Extract to read:
════════

DiffusionNFT: A Faster, More Flexible Way to Train Generative AI Models

TLDR: DiffusionNFT is a novel online reinforcement learning (RL) paradigm for diffusion models that directly optimizes on the forward process using flow matching. It contrasts positive and negative generations to define an implicit policy improvement direction, eliminating the need for likelihood estimation and supporting arbitrary black-box solvers. The method is up to 25 times more efficient than FlowGRPO and significantly boosts performance across various benchmarks without requiring Classifier-Free Guidance (CFG).

Online reinforcement learning (RL) has been a game-changer for improving large language models after their initial training, helping them align better with human preferences and enhance their reasoning. However, bringing similar success to diffusion models, which are powerful tools for visual generation, has been a significant challenge. The main hurdle lies in the difficulty of calculating exact likelihoods in diffusion models, which are crucial for traditional RL methods.

Previous attempts to apply RL to diffusion models often involved discretizing the reverse sampling process, essentially turning diffusion generation into a multi-step decision-making problem. While this allowed for the use of existing RL algorithms like GRPO, it came with several drawbacks. These methods often suffered from a lack of consistency with the forward diffusion process, restrictions on the types of solvers that could be used, and complicated integration with Classifier-Free Guidance (CFG), a technique commonly used to improve image quality.

Introducing DiffusionNFT: A New Approach

A new paradigm called Diffusion Negative-aware FineTuning (DiffusionNFT) has been introduced to overcome these limitations. Instead of relying on the traditional Policy Gradient framework, DiffusionNFT optimizes diffusion models directly on the forward process using a technique called flow matching. This method cleverly contrasts positive and negative generations to define an implicit direction for policy improvement, seamlessly integrating reinforcement signals into the standard supervised learning objective.

The core idea is to split generated samples into positive and negative groups based on a reward function. By learning from both good and bad examples, DiffusionNFT can guide the model towards better generations. This approach offers several practical benefits:

Solver Flexibility: DiffusionNFT allows for the use of any black-box solvers during data collection, unlike previous methods that were restricted to first-order SDE samplers.
Efficiency: It eliminates the need to store entire sampling trajectories, requiring only clean images and their associated rewards for policy optimization.

════════

Source material:
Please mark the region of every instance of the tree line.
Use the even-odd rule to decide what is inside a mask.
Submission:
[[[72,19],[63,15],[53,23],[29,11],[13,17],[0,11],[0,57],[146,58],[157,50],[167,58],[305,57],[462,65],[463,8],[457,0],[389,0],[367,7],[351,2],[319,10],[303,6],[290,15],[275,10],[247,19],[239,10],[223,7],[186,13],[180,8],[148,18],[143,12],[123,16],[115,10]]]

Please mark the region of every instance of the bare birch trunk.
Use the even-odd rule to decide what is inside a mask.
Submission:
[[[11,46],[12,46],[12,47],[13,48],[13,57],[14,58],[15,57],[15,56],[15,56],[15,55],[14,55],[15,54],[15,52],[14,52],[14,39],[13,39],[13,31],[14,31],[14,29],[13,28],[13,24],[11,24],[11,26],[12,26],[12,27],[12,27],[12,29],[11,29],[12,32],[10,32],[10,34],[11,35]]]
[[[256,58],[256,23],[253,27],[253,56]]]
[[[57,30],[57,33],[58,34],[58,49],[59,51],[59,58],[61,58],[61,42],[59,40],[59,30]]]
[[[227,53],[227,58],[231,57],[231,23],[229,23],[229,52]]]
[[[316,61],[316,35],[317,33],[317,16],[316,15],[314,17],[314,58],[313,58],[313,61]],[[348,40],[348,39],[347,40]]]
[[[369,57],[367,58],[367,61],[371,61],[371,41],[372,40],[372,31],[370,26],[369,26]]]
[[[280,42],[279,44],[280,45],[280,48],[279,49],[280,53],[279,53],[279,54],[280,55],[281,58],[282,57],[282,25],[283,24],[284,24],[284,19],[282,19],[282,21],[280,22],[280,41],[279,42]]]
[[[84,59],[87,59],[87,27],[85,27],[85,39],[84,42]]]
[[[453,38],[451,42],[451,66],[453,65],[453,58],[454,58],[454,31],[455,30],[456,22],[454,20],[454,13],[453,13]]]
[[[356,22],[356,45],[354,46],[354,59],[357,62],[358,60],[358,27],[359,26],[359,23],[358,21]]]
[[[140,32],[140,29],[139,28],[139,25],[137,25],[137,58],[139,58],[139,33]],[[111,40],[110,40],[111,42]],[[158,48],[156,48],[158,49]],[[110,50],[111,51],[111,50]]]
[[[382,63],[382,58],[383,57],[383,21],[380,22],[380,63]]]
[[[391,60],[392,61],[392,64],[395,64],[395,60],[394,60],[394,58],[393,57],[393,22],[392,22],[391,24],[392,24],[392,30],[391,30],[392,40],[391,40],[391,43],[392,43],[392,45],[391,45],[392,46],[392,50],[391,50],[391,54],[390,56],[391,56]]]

════════

Explore the material:
**1)** In the DiffusionNFT text, how much more efficient than FlowGRPO is the method said to be?
**2)** Reproduce the passage of the DiffusionNFT text starting at "Online reinforcement learning (RL) has" and ending at "traditional RL methods.".

Task-by-task solutions:
**1)** Up to 25 times more efficient.

**2)**
Online reinforcement learning (RL) has been a game-changer for improving large language models after their initial training, helping them align better with human preferences and enhance their reasoning. However, bringing similar success to diffusion models, which are powerful tools for visual generation, has been a significant challenge. The main hurdle lies in the difficulty of calculating exact likelihoods in diffusion models, which are crucial for traditional RL methods.